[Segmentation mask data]
+++++
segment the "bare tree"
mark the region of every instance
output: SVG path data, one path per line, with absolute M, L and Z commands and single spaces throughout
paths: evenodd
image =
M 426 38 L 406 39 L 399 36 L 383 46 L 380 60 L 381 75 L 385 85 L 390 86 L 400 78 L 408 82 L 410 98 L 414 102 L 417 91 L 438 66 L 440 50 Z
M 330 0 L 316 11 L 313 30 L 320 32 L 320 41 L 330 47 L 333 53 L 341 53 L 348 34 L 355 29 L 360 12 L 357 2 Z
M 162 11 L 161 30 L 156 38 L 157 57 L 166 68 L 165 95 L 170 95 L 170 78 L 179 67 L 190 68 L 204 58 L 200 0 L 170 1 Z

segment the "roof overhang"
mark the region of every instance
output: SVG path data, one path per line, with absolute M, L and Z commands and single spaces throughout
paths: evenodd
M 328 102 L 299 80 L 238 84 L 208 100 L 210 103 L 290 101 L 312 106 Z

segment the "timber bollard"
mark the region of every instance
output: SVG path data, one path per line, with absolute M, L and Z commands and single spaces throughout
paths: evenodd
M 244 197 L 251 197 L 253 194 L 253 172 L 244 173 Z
+++++
- _TASK OBJECTIVE_
None of the records may be omitted; each is to be printed exactly.

- _RESPONSE BOX_
segment the "bare tree"
mark the region of every instance
output: SVG path data, one path per line, with absolute M, L and Z commands and single spaces throughout
paths: evenodd
image =
M 426 38 L 406 39 L 399 36 L 383 46 L 380 60 L 381 75 L 385 85 L 390 86 L 400 78 L 408 82 L 410 98 L 414 102 L 417 91 L 438 66 L 440 50 Z
M 330 0 L 316 11 L 313 30 L 320 32 L 320 41 L 330 47 L 333 53 L 341 53 L 348 34 L 355 29 L 360 12 L 357 2 Z
M 162 11 L 161 30 L 156 38 L 157 57 L 166 68 L 165 95 L 170 95 L 170 78 L 179 67 L 190 68 L 204 58 L 200 0 L 170 1 Z

segment the "roof overhang"
mark the region of every instance
output: SVG path data, one path per line, with absolute M, L and Z commands and single spaces throughout
paths: evenodd
M 328 102 L 299 80 L 238 84 L 208 100 L 210 103 L 290 101 L 312 106 Z

segment the "timber bollard"
mark the region of every instance
output: SVG path data, one path per line, with absolute M, L and Z commands and single spaces throughout
paths: evenodd
M 244 197 L 251 197 L 253 194 L 253 172 L 244 173 Z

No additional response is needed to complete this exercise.